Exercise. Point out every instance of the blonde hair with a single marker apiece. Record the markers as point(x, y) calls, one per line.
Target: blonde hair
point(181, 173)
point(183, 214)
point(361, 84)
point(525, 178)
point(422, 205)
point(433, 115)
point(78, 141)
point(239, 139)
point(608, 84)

###

Requirement:
Can you turn every line of the records above into a JSON list of strings, one string per line, with blank lines omitted?

Completed task:
[
  "Exercise. Point out every instance of the blonde hair with a single marker apiece. Record the markers as point(x, y) calls, one per line.",
  "Target: blonde hair",
  "point(181, 173)",
  "point(183, 214)",
  "point(361, 84)",
  "point(525, 178)",
  "point(422, 205)",
  "point(433, 115)",
  "point(78, 141)",
  "point(239, 139)",
  "point(608, 84)"
]